AIM OF THE TASK – The expected result is the full listing, retyped exactly, without a single picture.

STUDY MATERIAL –

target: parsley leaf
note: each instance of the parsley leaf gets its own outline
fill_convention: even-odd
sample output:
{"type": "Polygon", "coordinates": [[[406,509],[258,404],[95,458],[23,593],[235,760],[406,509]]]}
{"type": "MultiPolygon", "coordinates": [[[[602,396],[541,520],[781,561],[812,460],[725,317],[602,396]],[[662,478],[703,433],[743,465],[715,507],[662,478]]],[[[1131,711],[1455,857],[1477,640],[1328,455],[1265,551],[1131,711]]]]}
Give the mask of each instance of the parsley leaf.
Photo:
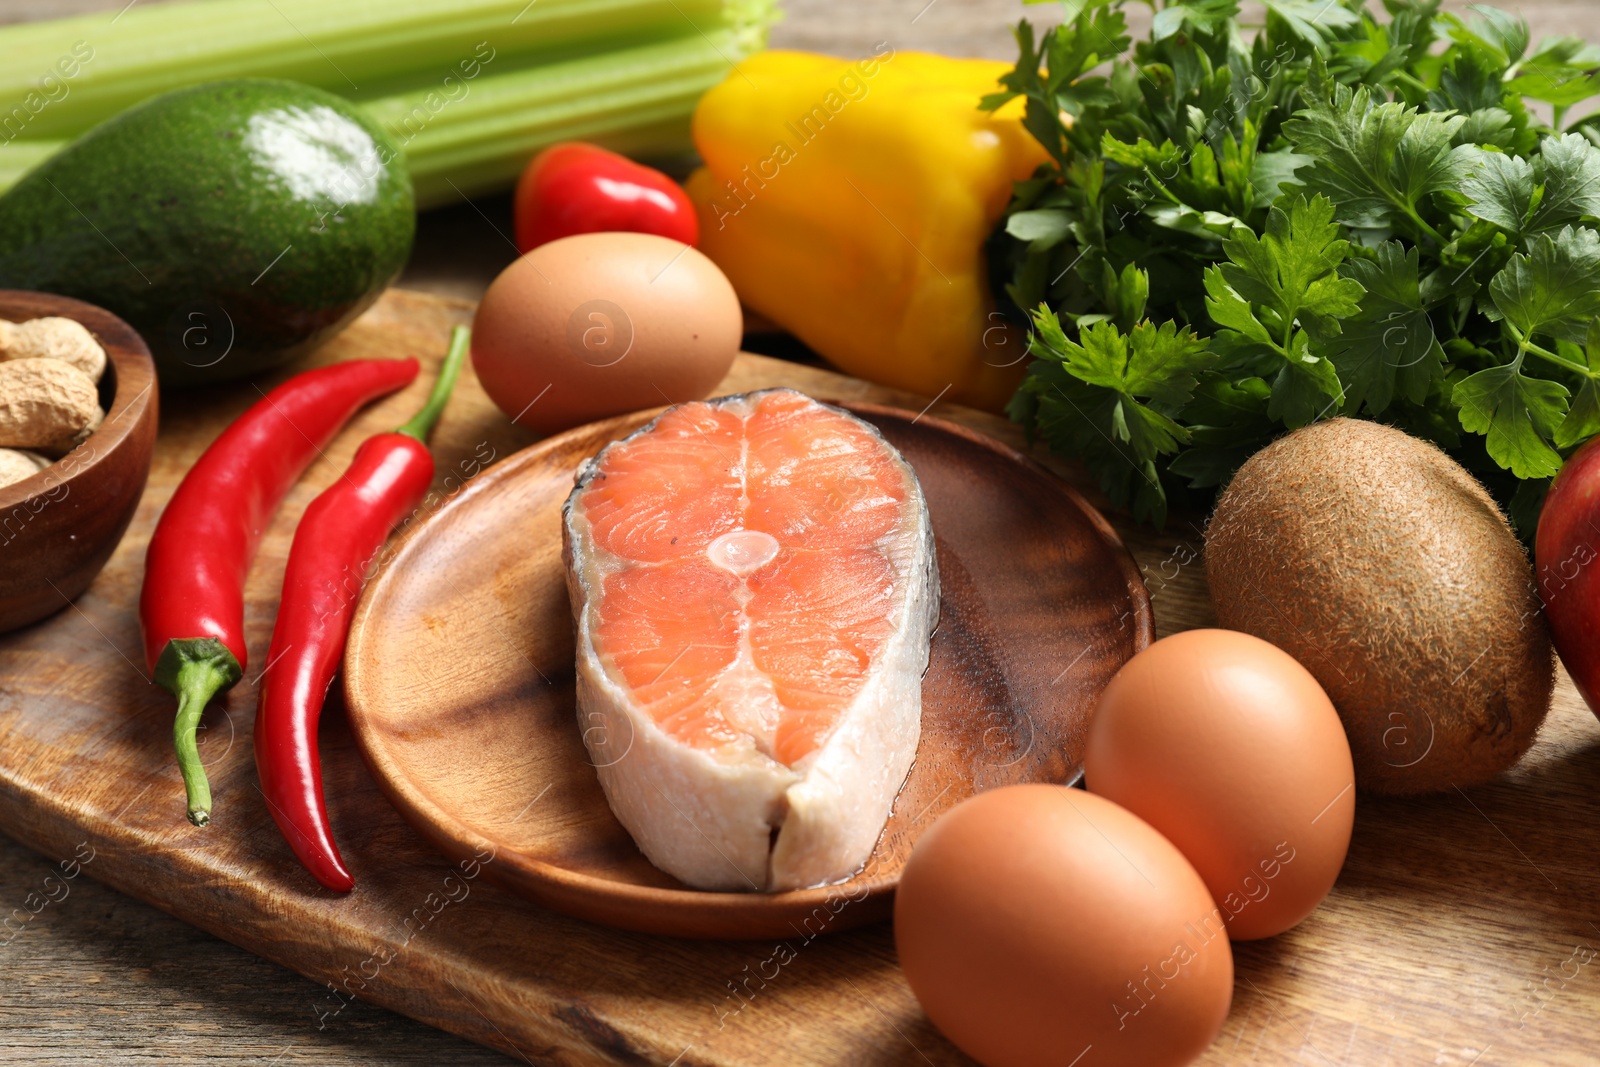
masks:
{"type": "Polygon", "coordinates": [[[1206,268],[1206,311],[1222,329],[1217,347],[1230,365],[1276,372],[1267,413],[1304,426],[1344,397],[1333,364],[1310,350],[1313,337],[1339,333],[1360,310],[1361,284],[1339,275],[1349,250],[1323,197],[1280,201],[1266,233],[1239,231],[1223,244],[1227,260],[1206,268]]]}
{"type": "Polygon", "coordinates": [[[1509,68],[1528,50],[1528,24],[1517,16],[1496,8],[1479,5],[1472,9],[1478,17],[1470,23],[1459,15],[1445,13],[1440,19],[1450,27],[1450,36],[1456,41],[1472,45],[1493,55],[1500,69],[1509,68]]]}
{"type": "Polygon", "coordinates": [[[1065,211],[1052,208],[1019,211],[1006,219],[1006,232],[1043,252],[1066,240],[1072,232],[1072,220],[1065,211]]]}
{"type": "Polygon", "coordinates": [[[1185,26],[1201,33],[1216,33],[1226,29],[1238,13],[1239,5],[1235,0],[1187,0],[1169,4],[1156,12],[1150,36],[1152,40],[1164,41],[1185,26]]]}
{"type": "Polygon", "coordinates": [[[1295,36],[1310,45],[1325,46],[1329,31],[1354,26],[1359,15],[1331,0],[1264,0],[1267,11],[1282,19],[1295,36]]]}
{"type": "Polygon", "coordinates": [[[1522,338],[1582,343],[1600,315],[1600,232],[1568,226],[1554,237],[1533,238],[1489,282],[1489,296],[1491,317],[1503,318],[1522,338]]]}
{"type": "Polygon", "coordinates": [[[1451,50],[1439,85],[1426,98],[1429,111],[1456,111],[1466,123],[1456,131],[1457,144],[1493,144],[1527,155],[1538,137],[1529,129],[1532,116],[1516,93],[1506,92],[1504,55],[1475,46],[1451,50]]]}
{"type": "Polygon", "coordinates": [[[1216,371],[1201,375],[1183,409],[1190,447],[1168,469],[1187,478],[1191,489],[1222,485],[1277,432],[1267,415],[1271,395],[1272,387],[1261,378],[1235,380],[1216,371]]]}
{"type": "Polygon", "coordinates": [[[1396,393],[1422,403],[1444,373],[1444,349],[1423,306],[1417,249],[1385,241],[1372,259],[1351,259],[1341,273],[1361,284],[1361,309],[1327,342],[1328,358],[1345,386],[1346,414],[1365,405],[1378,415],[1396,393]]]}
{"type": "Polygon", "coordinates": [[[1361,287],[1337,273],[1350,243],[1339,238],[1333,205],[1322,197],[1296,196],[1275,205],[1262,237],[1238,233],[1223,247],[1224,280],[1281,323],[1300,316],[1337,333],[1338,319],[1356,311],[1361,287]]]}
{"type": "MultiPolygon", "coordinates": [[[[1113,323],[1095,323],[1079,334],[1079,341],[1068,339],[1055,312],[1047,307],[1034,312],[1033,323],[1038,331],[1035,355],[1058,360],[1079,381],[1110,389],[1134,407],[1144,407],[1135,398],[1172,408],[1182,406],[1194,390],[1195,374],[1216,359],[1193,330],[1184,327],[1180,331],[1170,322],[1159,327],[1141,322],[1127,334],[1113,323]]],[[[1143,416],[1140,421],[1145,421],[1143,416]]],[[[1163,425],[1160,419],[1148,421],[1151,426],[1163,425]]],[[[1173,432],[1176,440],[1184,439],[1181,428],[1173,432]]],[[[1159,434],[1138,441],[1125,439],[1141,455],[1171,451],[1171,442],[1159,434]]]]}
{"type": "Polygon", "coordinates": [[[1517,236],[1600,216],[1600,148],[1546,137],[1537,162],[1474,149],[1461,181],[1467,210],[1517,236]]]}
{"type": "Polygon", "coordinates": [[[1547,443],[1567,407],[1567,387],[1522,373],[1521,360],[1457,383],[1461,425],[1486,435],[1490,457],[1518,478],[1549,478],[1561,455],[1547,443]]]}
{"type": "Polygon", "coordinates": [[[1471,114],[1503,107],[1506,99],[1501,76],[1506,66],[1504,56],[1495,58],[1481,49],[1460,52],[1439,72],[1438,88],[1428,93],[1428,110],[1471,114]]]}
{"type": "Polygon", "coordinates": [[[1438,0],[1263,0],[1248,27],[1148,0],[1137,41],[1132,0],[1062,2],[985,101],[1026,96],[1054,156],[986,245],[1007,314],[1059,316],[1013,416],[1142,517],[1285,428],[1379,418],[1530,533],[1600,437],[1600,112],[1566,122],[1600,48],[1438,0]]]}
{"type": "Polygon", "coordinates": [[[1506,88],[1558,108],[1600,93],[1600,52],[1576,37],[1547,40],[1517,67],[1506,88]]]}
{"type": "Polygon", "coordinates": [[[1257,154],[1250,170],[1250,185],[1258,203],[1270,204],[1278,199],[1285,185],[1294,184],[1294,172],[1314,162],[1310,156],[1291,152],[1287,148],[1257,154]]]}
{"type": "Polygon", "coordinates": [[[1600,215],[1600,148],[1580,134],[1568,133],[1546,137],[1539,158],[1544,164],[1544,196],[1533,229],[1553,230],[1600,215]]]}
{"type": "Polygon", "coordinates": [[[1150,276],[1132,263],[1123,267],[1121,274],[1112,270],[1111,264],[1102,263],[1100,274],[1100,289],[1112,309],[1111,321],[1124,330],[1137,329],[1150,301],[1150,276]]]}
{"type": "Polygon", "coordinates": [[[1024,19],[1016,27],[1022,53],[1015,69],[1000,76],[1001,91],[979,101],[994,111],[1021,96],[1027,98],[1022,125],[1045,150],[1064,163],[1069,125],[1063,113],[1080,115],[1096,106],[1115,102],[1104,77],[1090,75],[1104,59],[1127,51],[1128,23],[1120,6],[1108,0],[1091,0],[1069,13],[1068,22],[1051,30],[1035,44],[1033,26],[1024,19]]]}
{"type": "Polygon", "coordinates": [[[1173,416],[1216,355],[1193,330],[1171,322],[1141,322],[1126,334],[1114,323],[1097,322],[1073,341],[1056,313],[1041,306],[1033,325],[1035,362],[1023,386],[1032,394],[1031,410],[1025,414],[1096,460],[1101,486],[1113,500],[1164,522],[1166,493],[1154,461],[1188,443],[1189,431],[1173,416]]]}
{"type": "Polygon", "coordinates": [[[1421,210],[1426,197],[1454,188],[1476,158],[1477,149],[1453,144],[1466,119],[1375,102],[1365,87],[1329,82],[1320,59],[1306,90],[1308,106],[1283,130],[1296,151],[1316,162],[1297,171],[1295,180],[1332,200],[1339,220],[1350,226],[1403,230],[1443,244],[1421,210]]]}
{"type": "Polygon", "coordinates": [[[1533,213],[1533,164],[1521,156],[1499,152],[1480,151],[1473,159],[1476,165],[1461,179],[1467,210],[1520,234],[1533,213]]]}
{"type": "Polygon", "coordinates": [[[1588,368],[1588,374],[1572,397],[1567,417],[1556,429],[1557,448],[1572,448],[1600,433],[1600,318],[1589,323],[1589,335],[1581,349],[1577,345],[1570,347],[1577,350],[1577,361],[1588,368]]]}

ANSWER TO THIS PROBLEM –
target: parsley leaf
note: each instance of the parsley leaf gets its own outline
fill_convention: even-odd
sample output:
{"type": "Polygon", "coordinates": [[[406,509],[258,404],[95,458],[23,593],[235,760],[406,509]]]}
{"type": "MultiPolygon", "coordinates": [[[[602,396],[541,520],[781,561],[812,460],[725,317],[602,396]],[[662,478],[703,433],[743,465],[715,507],[662,478]]],[[[1131,711],[1455,857],[1477,640],[1328,455],[1265,551],[1131,711]]]]}
Give the mask of each instance of the parsley leaf.
Photo:
masks:
{"type": "Polygon", "coordinates": [[[1206,268],[1206,311],[1222,329],[1217,347],[1230,365],[1276,372],[1267,413],[1304,426],[1344,397],[1333,364],[1310,350],[1313,337],[1339,333],[1360,310],[1361,284],[1339,275],[1349,250],[1323,197],[1280,201],[1266,233],[1239,231],[1223,244],[1227,260],[1206,268]]]}
{"type": "Polygon", "coordinates": [[[1509,68],[1528,50],[1528,24],[1517,16],[1496,8],[1479,5],[1472,9],[1478,17],[1470,23],[1459,15],[1445,13],[1440,19],[1450,27],[1450,36],[1456,41],[1472,45],[1493,55],[1500,69],[1509,68]]]}
{"type": "Polygon", "coordinates": [[[1065,211],[1052,208],[1019,211],[1006,219],[1006,232],[1043,252],[1066,240],[1072,232],[1072,220],[1065,211]]]}
{"type": "Polygon", "coordinates": [[[1185,26],[1201,33],[1216,33],[1226,29],[1238,13],[1239,5],[1235,0],[1187,0],[1169,4],[1156,12],[1150,36],[1152,40],[1164,41],[1185,26]]]}
{"type": "Polygon", "coordinates": [[[1295,36],[1310,45],[1325,46],[1329,31],[1354,26],[1359,15],[1331,0],[1264,0],[1267,11],[1282,19],[1295,36]]]}
{"type": "Polygon", "coordinates": [[[1522,338],[1582,343],[1600,315],[1600,232],[1568,226],[1554,237],[1533,238],[1489,282],[1489,296],[1491,317],[1503,318],[1522,338]]]}
{"type": "Polygon", "coordinates": [[[1451,50],[1439,85],[1426,98],[1429,111],[1456,111],[1466,123],[1456,131],[1457,144],[1493,144],[1527,155],[1538,137],[1529,129],[1532,116],[1516,93],[1506,92],[1504,55],[1475,46],[1451,50]]]}
{"type": "Polygon", "coordinates": [[[1216,371],[1201,375],[1183,409],[1190,447],[1168,469],[1187,478],[1191,489],[1222,485],[1277,432],[1267,415],[1271,395],[1272,387],[1261,378],[1235,380],[1216,371]]]}
{"type": "Polygon", "coordinates": [[[1396,393],[1422,403],[1444,373],[1444,349],[1423,306],[1417,249],[1385,241],[1372,259],[1351,259],[1341,273],[1361,284],[1361,309],[1327,342],[1328,358],[1345,386],[1346,414],[1365,405],[1378,415],[1396,393]]]}
{"type": "Polygon", "coordinates": [[[1361,287],[1337,273],[1350,243],[1339,238],[1333,205],[1322,197],[1296,196],[1275,205],[1262,237],[1238,233],[1223,247],[1224,280],[1281,323],[1300,316],[1337,333],[1338,319],[1356,311],[1361,287]]]}
{"type": "MultiPolygon", "coordinates": [[[[1113,323],[1095,323],[1079,334],[1079,341],[1068,339],[1055,312],[1047,307],[1034,312],[1033,323],[1038,331],[1035,355],[1058,360],[1079,381],[1110,389],[1134,407],[1144,407],[1135,398],[1172,408],[1182,406],[1194,390],[1195,374],[1216,359],[1193,330],[1184,327],[1180,331],[1170,322],[1159,327],[1141,322],[1127,334],[1113,323]]],[[[1143,416],[1140,421],[1145,421],[1143,416]]],[[[1163,425],[1160,419],[1148,421],[1151,426],[1163,425]]],[[[1173,432],[1176,440],[1184,439],[1181,428],[1173,432]]],[[[1159,434],[1138,441],[1125,439],[1141,455],[1171,451],[1171,442],[1159,434]]]]}
{"type": "Polygon", "coordinates": [[[1517,236],[1600,216],[1600,148],[1546,137],[1537,162],[1474,149],[1461,181],[1467,210],[1517,236]]]}
{"type": "Polygon", "coordinates": [[[1547,443],[1567,407],[1567,387],[1522,373],[1521,360],[1457,383],[1461,425],[1486,435],[1490,457],[1518,478],[1549,478],[1561,455],[1547,443]]]}
{"type": "Polygon", "coordinates": [[[1471,114],[1503,107],[1506,99],[1501,76],[1506,66],[1504,56],[1495,58],[1481,49],[1460,52],[1439,72],[1438,88],[1428,93],[1428,110],[1471,114]]]}
{"type": "Polygon", "coordinates": [[[1438,0],[1263,0],[1248,27],[1148,0],[1137,41],[1132,0],[1062,2],[985,101],[1026,96],[1054,156],[986,245],[1007,314],[1059,316],[1013,416],[1142,517],[1285,428],[1379,418],[1530,533],[1600,437],[1600,112],[1566,122],[1600,48],[1438,0]]]}
{"type": "Polygon", "coordinates": [[[1506,88],[1558,108],[1600,93],[1600,52],[1576,37],[1547,40],[1517,67],[1506,88]]]}
{"type": "Polygon", "coordinates": [[[1257,154],[1250,170],[1250,185],[1258,203],[1270,204],[1278,199],[1285,185],[1294,184],[1294,172],[1314,162],[1310,156],[1291,152],[1287,148],[1257,154]]]}
{"type": "Polygon", "coordinates": [[[1600,215],[1600,148],[1580,134],[1568,133],[1546,137],[1539,158],[1544,164],[1544,196],[1533,229],[1553,230],[1600,215]]]}
{"type": "Polygon", "coordinates": [[[1150,276],[1132,263],[1123,267],[1121,274],[1112,270],[1111,264],[1102,263],[1100,274],[1100,289],[1112,309],[1111,321],[1124,330],[1137,329],[1150,301],[1150,276]]]}
{"type": "Polygon", "coordinates": [[[1024,19],[1016,27],[1022,53],[1015,69],[1000,76],[1001,91],[979,101],[994,111],[1021,96],[1027,98],[1022,125],[1045,150],[1064,163],[1069,125],[1063,113],[1080,115],[1096,106],[1115,102],[1104,77],[1090,75],[1104,59],[1127,51],[1128,23],[1120,6],[1108,0],[1091,0],[1069,13],[1068,22],[1051,30],[1035,44],[1033,26],[1024,19]]]}
{"type": "Polygon", "coordinates": [[[1173,416],[1216,355],[1193,330],[1171,322],[1141,322],[1126,334],[1114,323],[1097,322],[1073,341],[1056,313],[1041,306],[1033,325],[1035,362],[1023,386],[1032,394],[1031,410],[1025,414],[1096,460],[1101,486],[1113,500],[1164,522],[1166,493],[1154,461],[1188,443],[1189,431],[1173,416]]]}
{"type": "Polygon", "coordinates": [[[1421,210],[1426,197],[1454,188],[1476,158],[1477,149],[1453,144],[1466,119],[1375,102],[1365,87],[1329,82],[1320,59],[1306,90],[1308,106],[1283,130],[1296,151],[1316,162],[1297,171],[1295,180],[1332,200],[1339,220],[1350,226],[1403,230],[1443,244],[1421,210]]]}
{"type": "Polygon", "coordinates": [[[1533,213],[1533,164],[1521,156],[1499,152],[1480,151],[1473,159],[1476,165],[1461,179],[1467,210],[1520,234],[1533,213]]]}
{"type": "Polygon", "coordinates": [[[1588,368],[1588,374],[1572,397],[1567,417],[1556,429],[1557,448],[1572,448],[1600,433],[1600,318],[1589,323],[1589,335],[1581,349],[1577,345],[1570,347],[1577,350],[1577,361],[1588,368]]]}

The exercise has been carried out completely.